━━━━━ SOURCE RECORDS

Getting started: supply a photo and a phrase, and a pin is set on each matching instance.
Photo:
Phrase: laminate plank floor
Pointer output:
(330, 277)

━━━━━━━━━━
━━━━━ SOURCE RECORDS

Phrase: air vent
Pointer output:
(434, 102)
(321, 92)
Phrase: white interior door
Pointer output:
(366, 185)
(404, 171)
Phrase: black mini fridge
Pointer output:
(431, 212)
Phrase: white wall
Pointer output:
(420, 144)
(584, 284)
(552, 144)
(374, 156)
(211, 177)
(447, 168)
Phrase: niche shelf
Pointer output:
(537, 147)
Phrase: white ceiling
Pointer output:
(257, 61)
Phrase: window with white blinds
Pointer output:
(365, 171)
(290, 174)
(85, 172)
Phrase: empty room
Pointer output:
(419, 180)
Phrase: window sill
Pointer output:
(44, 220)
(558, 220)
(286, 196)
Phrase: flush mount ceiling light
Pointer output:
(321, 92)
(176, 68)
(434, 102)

━━━━━━━━━━

Among the lines of the records, copy out each one that contains the word "window".

§ **WRITTEN ANSWER**:
Phrase: window with white blinds
Phrase: window sill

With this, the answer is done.